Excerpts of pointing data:
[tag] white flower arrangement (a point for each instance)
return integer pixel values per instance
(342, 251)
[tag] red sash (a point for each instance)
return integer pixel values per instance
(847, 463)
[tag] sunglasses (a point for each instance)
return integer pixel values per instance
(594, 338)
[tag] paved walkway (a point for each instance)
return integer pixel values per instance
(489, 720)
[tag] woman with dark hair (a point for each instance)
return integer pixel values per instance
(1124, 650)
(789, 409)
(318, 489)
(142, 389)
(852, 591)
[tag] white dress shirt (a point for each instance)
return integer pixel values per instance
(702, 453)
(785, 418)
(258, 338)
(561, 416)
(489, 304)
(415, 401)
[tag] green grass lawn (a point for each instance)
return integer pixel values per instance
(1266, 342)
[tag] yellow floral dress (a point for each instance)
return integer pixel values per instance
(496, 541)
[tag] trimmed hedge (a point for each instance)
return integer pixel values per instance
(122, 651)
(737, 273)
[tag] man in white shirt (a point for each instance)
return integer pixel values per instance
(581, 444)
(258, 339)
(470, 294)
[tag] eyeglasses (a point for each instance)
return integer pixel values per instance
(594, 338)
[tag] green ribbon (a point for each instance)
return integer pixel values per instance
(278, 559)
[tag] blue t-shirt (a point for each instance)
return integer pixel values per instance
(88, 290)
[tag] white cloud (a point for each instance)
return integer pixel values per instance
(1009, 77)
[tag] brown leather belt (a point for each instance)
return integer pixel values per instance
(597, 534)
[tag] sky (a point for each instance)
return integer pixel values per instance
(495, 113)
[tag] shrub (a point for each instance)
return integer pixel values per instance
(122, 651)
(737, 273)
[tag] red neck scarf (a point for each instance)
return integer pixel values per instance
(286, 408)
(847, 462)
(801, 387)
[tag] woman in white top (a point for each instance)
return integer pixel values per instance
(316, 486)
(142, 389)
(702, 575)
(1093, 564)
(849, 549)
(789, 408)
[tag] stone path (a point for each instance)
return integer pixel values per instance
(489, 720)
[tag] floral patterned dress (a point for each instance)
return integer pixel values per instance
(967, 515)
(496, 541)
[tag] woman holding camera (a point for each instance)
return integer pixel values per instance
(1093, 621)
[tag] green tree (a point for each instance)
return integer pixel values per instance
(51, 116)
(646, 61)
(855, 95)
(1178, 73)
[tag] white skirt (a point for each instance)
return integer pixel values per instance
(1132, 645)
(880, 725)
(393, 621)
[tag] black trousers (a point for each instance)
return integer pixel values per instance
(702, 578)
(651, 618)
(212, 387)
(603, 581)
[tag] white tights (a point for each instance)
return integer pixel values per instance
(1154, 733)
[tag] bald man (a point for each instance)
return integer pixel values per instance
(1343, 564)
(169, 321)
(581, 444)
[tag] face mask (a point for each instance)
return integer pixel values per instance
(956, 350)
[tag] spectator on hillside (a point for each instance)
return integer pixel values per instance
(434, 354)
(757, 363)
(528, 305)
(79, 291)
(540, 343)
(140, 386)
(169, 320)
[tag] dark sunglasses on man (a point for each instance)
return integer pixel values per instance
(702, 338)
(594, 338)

» **YOUR GOAL**: Reproduce verbatim the stretch of the records from the line containing "[tag] black trousers" through the end of the records.

» **EXERCISE ANSWER**:
[tag] black trousers (a point for each instance)
return integer pixel values per instance
(702, 578)
(651, 618)
(212, 387)
(603, 581)
[tag] white tights (a point for each instance)
return integer pixel values per instance
(1154, 733)
[tag] bald man (a point for each instance)
return integer pixel values per instance
(1343, 564)
(169, 321)
(581, 444)
[tag] face mask (a point for each instance)
return integer pixel values per instance
(956, 350)
[tag] spectator on hillside (a point for each instance)
return integer pixel values per instance
(434, 354)
(757, 363)
(528, 305)
(79, 291)
(540, 343)
(140, 386)
(169, 320)
[tag] dark sunglasses on man (a point for each instance)
return integer pixel values per instance
(702, 338)
(594, 338)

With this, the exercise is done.